▸ **DOCUMENT TEXT**
==============================

House

FBI headquarters funding draws sharp backlash from conservatives

The seal on the J. Edgar Hoover FBI Building is seen June 9, 2023, in Washington. (AP Photo/Alex Brandon)

Hard-line conservatives are fuming over a bipartisan government funding deal that includes dollars for construction of a new headquarters for the Federal Bureau of Investigation. 

The proposal was inside the sweeping $1.2 trillion government funding package congressional leaders rolled out on early Thursday, as Congress works to avert a shutdown this weekend. 

The bill would put $200 million toward construction of a new FBI headquarters, angering conservatives who have targeted the funding over the past year while accusing the agency of being weaponized against the right.

“The $1.2 trillion, 1000-page swamp-bus released in the dead of night includes $200 MILLION for a new FBI Headquarters So much for those ‘cuts’ to FBI,” Rep. Chip Roy (R-Texas) wrote on X, formerly Twitter. 

Conservatives have turned to a number of claims — all contested by the bureau — in targeting its funding. The issues range from abortion rights to pandemic-era efforts that the conservative lawmakers say targeted anti-abortion people or parents.

“The FBI labels parents as domestic terrorists, targets pro-lifers, and wages a war against conservative Americans,” Rep. Eric Burlison (R-Mo.) wrote on X. “Their punishment? $200 MILLION for a new headquarters in this ‘minibus’ Vote NO #KillTheBill.”

Conservatives argue parents were targeted by the FBI when it offered a coordinated response with local school board members who had received violent threats over COVID policies at schools.

Claims the FBI was biased against people who oppose abortion rights is related to threats in the wake of the Supreme Court decision overturning Roe v. Wade.

Republicans previously had praised a $654 million cut to the FBI’s operating budget in the initial batch of full-year funding bills that passed Congress earlier this month.

==============================

▸ **ENTRIES PROVIDED**
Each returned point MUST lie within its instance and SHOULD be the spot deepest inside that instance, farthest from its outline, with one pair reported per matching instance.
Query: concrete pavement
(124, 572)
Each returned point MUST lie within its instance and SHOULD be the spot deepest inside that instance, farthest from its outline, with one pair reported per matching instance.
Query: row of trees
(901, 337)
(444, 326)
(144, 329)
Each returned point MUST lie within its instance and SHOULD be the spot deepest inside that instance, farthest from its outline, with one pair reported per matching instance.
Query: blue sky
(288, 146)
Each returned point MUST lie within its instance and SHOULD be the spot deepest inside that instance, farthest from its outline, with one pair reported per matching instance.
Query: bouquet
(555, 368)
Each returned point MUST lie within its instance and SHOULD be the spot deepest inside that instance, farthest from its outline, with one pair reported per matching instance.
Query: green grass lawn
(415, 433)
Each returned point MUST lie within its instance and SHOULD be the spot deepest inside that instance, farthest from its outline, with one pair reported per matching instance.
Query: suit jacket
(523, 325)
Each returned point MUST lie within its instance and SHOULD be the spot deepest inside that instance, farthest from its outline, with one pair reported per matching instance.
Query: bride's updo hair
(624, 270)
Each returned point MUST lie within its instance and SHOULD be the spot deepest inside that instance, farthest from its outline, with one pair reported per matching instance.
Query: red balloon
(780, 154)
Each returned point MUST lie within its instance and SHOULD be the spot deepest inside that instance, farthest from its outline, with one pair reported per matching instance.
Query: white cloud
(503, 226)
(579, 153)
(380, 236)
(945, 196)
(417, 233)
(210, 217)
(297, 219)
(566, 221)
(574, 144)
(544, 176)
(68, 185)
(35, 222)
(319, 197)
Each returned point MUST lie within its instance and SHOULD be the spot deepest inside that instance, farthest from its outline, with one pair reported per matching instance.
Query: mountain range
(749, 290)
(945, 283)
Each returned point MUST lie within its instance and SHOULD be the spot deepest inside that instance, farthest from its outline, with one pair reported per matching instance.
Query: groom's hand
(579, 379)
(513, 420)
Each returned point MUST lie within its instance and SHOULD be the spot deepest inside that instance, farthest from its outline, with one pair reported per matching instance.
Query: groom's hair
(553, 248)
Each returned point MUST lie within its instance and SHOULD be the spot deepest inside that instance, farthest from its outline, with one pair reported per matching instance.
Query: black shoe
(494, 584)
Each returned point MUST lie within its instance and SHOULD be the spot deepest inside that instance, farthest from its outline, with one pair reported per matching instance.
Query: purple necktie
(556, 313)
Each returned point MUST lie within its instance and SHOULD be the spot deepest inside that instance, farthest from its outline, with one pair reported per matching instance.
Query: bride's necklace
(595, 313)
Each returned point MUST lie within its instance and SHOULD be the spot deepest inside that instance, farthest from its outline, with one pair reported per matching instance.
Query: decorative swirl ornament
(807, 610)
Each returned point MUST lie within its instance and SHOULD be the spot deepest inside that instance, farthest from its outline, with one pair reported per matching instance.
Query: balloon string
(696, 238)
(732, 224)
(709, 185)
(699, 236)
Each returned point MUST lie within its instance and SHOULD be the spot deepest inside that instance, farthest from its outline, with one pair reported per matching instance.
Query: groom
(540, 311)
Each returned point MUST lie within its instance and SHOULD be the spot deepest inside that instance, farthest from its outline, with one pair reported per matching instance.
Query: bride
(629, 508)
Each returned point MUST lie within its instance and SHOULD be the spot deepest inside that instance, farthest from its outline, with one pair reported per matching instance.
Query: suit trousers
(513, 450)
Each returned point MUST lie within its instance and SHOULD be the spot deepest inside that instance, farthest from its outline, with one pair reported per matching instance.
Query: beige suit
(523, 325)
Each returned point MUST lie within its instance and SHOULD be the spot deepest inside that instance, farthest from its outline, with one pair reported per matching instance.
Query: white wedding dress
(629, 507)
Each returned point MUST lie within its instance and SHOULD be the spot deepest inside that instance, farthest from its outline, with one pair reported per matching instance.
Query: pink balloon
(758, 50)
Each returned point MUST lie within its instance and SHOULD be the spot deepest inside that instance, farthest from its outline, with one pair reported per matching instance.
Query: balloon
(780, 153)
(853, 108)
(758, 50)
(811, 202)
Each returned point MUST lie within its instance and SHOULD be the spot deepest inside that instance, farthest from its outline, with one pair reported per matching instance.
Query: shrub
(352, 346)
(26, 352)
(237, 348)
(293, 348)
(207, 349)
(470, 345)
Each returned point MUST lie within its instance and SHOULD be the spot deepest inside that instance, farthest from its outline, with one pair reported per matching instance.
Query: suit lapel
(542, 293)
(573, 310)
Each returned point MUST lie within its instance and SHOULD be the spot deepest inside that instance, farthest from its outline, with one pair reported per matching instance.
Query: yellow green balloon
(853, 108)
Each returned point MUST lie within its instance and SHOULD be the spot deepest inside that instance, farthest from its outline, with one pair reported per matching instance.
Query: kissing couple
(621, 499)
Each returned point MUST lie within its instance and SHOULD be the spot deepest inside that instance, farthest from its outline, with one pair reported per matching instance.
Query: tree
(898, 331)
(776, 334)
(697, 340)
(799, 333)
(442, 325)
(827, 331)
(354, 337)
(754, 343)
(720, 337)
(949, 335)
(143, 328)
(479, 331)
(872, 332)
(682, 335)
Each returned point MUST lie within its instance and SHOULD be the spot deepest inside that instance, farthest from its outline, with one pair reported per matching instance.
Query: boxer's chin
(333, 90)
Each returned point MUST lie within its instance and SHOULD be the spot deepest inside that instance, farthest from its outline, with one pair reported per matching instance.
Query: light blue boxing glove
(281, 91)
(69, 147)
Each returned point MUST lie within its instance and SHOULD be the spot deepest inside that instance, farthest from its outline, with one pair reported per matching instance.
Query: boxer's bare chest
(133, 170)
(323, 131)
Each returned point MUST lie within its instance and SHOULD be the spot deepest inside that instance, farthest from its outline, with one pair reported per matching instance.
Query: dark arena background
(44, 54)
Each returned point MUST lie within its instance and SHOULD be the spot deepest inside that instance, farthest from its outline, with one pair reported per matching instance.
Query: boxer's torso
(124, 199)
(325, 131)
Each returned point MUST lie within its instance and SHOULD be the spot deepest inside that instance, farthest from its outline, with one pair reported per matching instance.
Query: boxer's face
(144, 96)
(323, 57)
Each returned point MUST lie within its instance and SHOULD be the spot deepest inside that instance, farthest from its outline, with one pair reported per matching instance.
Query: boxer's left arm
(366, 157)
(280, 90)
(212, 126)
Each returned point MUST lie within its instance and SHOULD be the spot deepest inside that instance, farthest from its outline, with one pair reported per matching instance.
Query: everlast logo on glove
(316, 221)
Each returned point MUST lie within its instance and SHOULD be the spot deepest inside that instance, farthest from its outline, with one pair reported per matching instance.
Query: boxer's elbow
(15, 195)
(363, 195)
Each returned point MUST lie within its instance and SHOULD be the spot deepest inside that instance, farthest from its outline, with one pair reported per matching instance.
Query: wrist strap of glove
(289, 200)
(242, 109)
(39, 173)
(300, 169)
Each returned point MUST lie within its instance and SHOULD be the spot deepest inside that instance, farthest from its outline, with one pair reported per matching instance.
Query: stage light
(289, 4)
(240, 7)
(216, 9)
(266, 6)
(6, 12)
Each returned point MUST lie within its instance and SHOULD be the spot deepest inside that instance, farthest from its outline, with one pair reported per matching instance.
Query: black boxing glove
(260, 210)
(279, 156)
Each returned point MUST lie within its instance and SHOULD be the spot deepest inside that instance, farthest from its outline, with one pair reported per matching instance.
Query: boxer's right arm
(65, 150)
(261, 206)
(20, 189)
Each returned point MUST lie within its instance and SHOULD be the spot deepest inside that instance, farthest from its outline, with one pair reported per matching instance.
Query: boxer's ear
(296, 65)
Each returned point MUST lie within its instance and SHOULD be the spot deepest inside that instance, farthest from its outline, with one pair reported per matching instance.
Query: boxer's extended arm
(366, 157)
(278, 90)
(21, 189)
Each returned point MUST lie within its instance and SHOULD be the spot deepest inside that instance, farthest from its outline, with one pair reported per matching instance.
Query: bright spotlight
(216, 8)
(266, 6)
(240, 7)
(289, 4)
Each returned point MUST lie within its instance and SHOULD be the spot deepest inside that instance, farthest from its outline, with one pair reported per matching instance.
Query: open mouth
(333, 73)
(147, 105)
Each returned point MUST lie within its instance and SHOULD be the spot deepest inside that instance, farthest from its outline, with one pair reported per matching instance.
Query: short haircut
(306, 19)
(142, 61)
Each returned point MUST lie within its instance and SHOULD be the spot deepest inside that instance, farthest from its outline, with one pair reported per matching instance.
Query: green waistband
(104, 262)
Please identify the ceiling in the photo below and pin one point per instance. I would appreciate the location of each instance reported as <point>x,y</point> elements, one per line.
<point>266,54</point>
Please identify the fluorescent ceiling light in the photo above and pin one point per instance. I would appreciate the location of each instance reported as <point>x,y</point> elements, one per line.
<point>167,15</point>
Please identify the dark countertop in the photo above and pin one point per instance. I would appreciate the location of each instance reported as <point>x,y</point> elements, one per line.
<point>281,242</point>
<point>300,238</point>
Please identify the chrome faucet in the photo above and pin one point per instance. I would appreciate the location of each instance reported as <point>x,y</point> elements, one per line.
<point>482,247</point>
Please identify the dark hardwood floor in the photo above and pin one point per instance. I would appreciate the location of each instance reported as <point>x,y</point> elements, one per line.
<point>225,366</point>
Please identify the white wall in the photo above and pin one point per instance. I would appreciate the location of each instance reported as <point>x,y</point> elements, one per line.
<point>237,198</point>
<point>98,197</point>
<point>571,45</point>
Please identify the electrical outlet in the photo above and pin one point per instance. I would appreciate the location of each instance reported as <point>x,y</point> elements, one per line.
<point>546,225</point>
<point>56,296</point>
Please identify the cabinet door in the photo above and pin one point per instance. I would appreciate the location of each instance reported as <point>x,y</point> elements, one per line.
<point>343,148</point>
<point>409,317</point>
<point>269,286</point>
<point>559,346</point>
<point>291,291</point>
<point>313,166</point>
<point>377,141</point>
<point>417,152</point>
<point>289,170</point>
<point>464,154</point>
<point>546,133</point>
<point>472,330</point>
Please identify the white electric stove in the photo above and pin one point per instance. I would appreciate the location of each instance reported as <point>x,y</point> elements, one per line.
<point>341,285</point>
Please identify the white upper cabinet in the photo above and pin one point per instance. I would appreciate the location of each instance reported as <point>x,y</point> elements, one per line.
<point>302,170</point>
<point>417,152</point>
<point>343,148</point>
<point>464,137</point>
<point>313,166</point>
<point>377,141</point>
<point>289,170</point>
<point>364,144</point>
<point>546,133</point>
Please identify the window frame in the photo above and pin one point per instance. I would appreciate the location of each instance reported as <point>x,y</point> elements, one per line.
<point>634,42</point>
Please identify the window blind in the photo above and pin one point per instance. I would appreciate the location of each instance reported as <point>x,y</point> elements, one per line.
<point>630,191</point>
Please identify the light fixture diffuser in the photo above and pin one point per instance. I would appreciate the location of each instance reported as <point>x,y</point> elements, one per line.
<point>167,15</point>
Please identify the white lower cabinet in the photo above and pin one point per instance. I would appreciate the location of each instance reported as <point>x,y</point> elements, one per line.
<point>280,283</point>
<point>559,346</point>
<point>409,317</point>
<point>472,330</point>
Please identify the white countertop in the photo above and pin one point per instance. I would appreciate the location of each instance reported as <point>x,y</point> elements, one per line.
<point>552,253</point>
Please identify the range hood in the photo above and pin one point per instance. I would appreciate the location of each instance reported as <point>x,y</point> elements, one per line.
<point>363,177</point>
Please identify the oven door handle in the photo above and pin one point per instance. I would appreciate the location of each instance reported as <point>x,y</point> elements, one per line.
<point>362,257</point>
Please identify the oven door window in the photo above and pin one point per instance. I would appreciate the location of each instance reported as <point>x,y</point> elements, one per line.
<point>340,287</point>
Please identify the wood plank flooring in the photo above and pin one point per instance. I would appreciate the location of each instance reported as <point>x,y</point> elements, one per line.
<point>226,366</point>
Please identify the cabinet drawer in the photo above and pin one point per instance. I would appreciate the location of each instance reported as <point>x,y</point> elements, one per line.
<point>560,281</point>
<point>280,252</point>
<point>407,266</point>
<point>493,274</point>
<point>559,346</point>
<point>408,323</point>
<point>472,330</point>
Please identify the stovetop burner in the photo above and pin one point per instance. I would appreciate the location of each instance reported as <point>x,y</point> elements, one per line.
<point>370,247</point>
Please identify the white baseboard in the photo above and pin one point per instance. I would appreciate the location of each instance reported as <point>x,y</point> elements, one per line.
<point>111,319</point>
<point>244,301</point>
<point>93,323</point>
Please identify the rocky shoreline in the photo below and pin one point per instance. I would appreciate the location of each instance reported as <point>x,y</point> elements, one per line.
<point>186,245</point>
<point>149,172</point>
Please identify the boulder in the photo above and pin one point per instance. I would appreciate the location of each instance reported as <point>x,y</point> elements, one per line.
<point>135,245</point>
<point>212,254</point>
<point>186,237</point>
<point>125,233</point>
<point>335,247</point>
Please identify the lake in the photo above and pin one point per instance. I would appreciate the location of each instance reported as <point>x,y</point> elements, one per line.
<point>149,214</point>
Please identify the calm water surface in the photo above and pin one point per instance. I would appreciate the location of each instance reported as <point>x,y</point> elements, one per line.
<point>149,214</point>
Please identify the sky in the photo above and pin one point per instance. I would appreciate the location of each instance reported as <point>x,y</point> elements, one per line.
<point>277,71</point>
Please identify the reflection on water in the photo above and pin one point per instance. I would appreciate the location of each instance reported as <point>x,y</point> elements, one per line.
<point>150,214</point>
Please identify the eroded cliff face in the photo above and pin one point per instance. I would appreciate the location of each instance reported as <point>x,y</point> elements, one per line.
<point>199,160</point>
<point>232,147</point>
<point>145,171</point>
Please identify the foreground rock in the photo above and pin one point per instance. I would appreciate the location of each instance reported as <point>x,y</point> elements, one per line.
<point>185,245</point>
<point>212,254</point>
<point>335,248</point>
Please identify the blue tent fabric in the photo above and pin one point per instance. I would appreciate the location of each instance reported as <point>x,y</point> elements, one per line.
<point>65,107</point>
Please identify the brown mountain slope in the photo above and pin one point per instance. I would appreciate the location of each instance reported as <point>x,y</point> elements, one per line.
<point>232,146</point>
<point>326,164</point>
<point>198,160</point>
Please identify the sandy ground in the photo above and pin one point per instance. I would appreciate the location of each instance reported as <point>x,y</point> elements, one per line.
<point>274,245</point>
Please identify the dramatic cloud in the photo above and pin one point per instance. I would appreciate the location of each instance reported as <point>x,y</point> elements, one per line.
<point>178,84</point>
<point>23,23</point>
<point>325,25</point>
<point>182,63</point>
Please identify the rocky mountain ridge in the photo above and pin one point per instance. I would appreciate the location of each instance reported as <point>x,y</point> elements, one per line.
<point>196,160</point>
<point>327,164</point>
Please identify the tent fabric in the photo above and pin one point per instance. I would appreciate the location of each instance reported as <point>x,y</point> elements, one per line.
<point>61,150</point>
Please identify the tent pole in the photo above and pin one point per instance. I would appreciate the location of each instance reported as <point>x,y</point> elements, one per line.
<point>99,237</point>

==============================

▸ **WORK REQUEST 1**
In the article on FBI headquarters funding, how large a cut to the FBI's operating budget had Republicans praised earlier in the month?
▸ **WORK REQUEST 2**
Continue the article on FBI headquarters funding from its last sentence.

▸ **EXERCISE RESPONSE 1**
A $654 million cut.

▸ **EXERCISE RESPONSE 2**
Now the FBI is getting $200 million to pay for the new headquarters as part of the full-year funding for the General Services Administration (GSA), which constructs and manages federal buildings. That bill is part of the minibus package agreed to this week. It’s expected to get a vote as soon as Friday.

The relocation of the FBI’s headquarters has been controversial from the start.

Former President Trump tried to block its relocation to the suburbs, instead preferring the existing downtown location blocks away from his then-hotel.

But GOP interest in the headquarters shifted after Trump left office — and the bureau played a key role in searching his Florida home for classified documents.

At one point conservatives floated moving its headquarters to Alabama, and over the summer some GOP members suggested rescinding funding from the agency over the matter.

Moving the FBI has also led to a feud among Democrats representing districts in the Virginia and Maryland suburbs of Washington, D.C. Both states had hoped to attract the FBI project.

Virginia lawmakers have requested an investigation into the rationale for choosing a Maryland site for the headquarters, suggesting it may have been improperly chosen.

In a statement Thursday, Sen. Chris Van Hollen (D-Md.), head of the subcommittee that crafts funding for the GSA, said the larger bill not only will provide “key resources to tackle the opioid epidemic,” but also “the necessary funding to build the new FBI headquarters in Greenbelt, Maryland.”